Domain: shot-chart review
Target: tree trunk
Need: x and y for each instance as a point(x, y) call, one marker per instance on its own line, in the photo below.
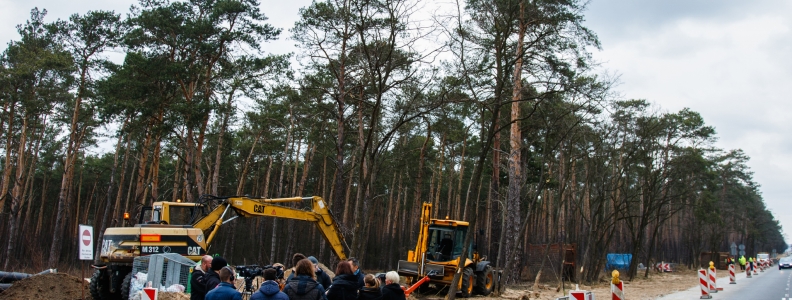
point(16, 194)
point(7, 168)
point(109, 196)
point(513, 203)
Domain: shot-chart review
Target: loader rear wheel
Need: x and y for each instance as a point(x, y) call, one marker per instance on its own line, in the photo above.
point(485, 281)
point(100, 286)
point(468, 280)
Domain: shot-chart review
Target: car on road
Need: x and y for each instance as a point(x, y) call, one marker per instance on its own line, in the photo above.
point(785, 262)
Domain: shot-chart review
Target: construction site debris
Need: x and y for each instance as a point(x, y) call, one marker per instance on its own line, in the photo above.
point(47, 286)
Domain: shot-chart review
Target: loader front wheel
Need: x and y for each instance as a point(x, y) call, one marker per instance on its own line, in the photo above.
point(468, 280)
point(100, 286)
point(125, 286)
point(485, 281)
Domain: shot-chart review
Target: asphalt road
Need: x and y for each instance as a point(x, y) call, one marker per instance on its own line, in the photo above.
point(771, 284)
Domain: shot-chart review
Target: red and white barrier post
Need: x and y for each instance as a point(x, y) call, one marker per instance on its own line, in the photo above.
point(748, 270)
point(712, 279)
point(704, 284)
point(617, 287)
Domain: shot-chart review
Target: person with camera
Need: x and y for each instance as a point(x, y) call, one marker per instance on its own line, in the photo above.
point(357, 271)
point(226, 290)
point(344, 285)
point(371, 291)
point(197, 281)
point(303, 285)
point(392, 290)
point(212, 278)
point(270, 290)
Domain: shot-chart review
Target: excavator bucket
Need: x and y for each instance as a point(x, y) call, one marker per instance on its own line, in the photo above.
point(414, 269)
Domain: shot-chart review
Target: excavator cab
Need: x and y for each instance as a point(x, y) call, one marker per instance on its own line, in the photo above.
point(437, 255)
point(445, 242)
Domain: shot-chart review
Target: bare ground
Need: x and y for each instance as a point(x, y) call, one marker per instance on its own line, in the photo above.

..............................

**WORK TO COMPLETE**
Restate all of the material word for word, leaving every picture out.

**EXERCISE SOLUTION**
Domain: shot-chart review
Target: tree trunk
Need: x and y for each instance as a point(x, y) call, one marker per instance on its own line, in the photo below.
point(16, 194)
point(7, 168)
point(109, 196)
point(513, 203)
Domain: shot-chart review
Target: loader rear wheel
Need: x and y for each instance as a point(x, y) call, one marker per instance on its own line, in the photo above.
point(485, 281)
point(100, 286)
point(468, 280)
Domain: shot-chart review
Target: car on road
Need: x and y for each instance as a point(x, y) call, one marker per instance on its own line, in the photo above.
point(785, 262)
Domain: shot-chart review
Target: construction site debris
Need: x and y for each instance as a point(x, y) call, one marker per instance on its own line, in the photo above.
point(47, 286)
Domain: shot-chart review
Target: loader front wheel
Need: x and y for each instance as a point(x, y) call, one marker per instance on its own line, in the photo above.
point(468, 280)
point(100, 286)
point(125, 286)
point(485, 281)
Domain: shot-chart review
Target: asphalt road
Need: x and y for each instance as a point(x, y) call, one marker per instance on its own line, in the photo above.
point(771, 284)
Domain: shot-chart review
Target: red and white barrier post
Need: x and y for each instance as a point(x, y) call, one marker per instance on its own line, in the photo above.
point(748, 270)
point(712, 279)
point(704, 284)
point(617, 287)
Domain: shot-chart review
Target: person with camera
Need: x and y for each instance as a point(x, y) call, one marker per instance on its own line, in the photo above.
point(357, 271)
point(226, 290)
point(344, 285)
point(371, 291)
point(197, 281)
point(303, 285)
point(392, 290)
point(212, 278)
point(270, 290)
Domain: shot-chart review
Target: excavator bucket
Need: x and y for each instance as a point(x, y) call, one marker per instance on its own line, in the photo above.
point(414, 269)
Domain: shot-chart review
Target: excavator cab
Need: x and y for each instance as a point(x, y) call, one marker per instance on its own line, in the photo above.
point(437, 255)
point(445, 242)
Domain: shot-chart review
Target: bare ground
Need: x and y for each instance as a point(x, y) call, one marker per instance on its own line, in the photo above.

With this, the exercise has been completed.